▸ What you will do: Copy out all of the records below, substituting "Goal" for every "Objective" and changing nothing else.

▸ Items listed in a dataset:
>> BEGIN
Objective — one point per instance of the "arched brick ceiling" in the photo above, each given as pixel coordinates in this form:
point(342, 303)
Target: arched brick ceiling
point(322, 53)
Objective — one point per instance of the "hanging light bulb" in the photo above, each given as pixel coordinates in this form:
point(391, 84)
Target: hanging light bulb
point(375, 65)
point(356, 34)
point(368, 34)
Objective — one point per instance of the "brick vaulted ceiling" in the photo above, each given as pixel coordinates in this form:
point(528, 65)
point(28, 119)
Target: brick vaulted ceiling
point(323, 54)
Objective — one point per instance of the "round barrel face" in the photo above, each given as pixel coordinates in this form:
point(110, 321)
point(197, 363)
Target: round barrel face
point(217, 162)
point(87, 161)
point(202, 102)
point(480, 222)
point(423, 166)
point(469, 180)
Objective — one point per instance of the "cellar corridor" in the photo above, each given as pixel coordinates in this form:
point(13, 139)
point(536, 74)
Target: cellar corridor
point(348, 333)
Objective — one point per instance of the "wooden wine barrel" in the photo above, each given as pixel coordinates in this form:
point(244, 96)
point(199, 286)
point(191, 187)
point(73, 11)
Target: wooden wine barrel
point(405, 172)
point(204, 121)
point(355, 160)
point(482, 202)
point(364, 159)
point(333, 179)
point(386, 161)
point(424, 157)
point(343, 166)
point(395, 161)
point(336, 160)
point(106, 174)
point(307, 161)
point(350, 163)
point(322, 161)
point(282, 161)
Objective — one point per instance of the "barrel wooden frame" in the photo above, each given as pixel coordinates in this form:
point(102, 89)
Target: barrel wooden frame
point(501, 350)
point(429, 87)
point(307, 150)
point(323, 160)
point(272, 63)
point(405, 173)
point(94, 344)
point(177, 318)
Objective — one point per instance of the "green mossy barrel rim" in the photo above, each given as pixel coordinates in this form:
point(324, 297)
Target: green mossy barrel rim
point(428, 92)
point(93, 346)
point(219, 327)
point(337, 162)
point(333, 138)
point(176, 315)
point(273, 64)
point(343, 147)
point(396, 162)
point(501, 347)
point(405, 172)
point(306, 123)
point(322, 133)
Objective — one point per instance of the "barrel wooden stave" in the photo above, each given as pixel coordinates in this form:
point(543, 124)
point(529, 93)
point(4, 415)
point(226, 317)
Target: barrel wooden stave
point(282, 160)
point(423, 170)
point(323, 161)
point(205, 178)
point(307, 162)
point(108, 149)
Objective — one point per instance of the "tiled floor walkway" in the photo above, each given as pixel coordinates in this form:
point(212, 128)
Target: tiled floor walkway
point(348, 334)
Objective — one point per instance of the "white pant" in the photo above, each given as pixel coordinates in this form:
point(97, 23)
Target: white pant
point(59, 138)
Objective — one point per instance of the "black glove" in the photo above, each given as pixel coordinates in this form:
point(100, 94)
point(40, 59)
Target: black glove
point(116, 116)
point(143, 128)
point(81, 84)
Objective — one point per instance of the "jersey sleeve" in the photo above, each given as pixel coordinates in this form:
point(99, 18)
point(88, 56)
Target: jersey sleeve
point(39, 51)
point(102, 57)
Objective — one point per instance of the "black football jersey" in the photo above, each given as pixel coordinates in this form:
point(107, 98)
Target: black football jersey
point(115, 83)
>> END
▸ Result:
Goal — one point per instance of the "arched brick ceiling" in the photo above, each given as pixel coordinates in this form:
point(342, 303)
Target: arched brick ceiling
point(322, 53)
Goal — one point per instance of the "hanging light bulb" in the photo above, each given as pixel coordinates in this form:
point(391, 84)
Target: hanging light bulb
point(375, 65)
point(356, 34)
point(368, 34)
Goal — one point per instance of the "brick vaulted ceiling" in the photo above, each given as pixel coordinates in this form:
point(528, 65)
point(28, 119)
Target: brick vaulted ceiling
point(323, 54)
Goal — one point per instance of the "round barrel face" in the photo above, each given as pixel coordinates in this form:
point(110, 321)
point(197, 363)
Target: round barrel face
point(217, 162)
point(87, 161)
point(202, 102)
point(480, 222)
point(423, 166)
point(469, 180)
Goal — one point per instance of the "cellar corridor" in the photo above, each given as pixel coordinates in this form:
point(13, 139)
point(536, 74)
Target: cellar corridor
point(348, 333)
Goal — one point per instance of the "wooden wine barrel" in the photo above, each given as pixel coordinates in this form:
point(244, 96)
point(199, 286)
point(191, 187)
point(73, 11)
Target: wooden wine barrel
point(405, 172)
point(204, 121)
point(355, 160)
point(482, 202)
point(364, 159)
point(333, 179)
point(386, 161)
point(424, 157)
point(343, 166)
point(395, 161)
point(336, 160)
point(106, 174)
point(307, 161)
point(350, 163)
point(322, 161)
point(282, 161)
Goal — one point per instance of the "barrel wooden frame" in the photo above, each given as pixel coordinates in this form:
point(102, 89)
Target: barrel wooden frame
point(501, 350)
point(429, 87)
point(307, 150)
point(323, 160)
point(272, 63)
point(405, 173)
point(94, 344)
point(177, 318)
Goal — one point per instance of the "green mossy barrel rim" in the photo above, each given as pixel coordinates in this form:
point(324, 297)
Target: green mossy barrel rim
point(428, 92)
point(93, 346)
point(219, 327)
point(337, 162)
point(333, 138)
point(176, 315)
point(273, 64)
point(343, 147)
point(396, 162)
point(501, 347)
point(405, 172)
point(306, 123)
point(322, 133)
Goal — one point per instance of the "barrel wooden stave" in the photo above, each given as pixel coordinates in this form:
point(543, 124)
point(529, 93)
point(4, 415)
point(226, 317)
Target: barrel wooden stave
point(282, 160)
point(423, 170)
point(323, 161)
point(205, 178)
point(307, 162)
point(108, 149)
Goal — one point per instance of the "tiled floor walkway" in the photo above, each given as pixel coordinates in this form:
point(212, 128)
Target: tiled floor walkway
point(348, 334)
Goal — one point per instance of the "white pant" in the photo above, each given as pixel coordinates in this form:
point(97, 23)
Target: white pant
point(59, 138)
Goal — one point per instance of the "black glove" in the photo above, each given as pixel coordinates in this form:
point(100, 94)
point(40, 59)
Target: black glove
point(116, 116)
point(143, 128)
point(81, 84)
Goal — one point per instance of the "jersey sleeve" in the photo above, each given as pixel coordinates in this form:
point(99, 18)
point(88, 56)
Target: jersey sleeve
point(39, 51)
point(102, 57)
Goal — one point per instance of the "black football jersey" in the photo above, each given as pixel coordinates in this form:
point(107, 98)
Target: black football jersey
point(115, 83)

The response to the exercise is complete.